Copy out word for word the part of the listing below that starts with the line containing "Confirm that each instance of the zipper receives" and runs through the end of the listing, keeping both ends.

=== Data section ===

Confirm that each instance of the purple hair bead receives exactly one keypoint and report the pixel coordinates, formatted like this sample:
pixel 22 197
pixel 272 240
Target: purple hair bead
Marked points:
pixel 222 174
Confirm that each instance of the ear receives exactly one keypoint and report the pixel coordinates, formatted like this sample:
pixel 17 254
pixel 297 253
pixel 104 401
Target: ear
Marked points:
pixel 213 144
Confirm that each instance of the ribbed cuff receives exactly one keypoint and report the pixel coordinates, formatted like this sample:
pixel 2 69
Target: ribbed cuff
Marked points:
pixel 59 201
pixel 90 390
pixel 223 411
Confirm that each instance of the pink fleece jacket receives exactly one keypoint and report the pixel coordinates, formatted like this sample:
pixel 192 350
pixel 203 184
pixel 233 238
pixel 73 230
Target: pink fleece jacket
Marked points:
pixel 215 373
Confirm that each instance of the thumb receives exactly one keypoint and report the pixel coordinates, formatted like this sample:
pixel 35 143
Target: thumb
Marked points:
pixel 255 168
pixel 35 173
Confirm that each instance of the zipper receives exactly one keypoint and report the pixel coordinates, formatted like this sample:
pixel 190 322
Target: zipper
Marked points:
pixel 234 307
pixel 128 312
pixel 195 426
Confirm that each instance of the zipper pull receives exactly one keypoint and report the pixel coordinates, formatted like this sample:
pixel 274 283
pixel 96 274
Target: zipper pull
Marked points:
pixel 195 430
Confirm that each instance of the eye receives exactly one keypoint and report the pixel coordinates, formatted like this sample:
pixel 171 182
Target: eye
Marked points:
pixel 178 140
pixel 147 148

===

Exercise answer
Confirm that each instance of the zipper receives exactly one keypoint and report the pixel coordinates, formatted like this sample:
pixel 190 322
Target: zipper
Marked points:
pixel 234 307
pixel 128 312
pixel 195 426
Confirm that each instance of the zipper pull receives exactly one keypoint and report the pixel coordinates, formatted like this sample:
pixel 274 283
pixel 96 274
Target: zipper pull
Marked points:
pixel 195 430
Confirm that each instance of the eye receives exactly one keypoint and report the pixel coordinates, formatted like this sample:
pixel 171 182
Target: eye
Marked points:
pixel 178 140
pixel 147 148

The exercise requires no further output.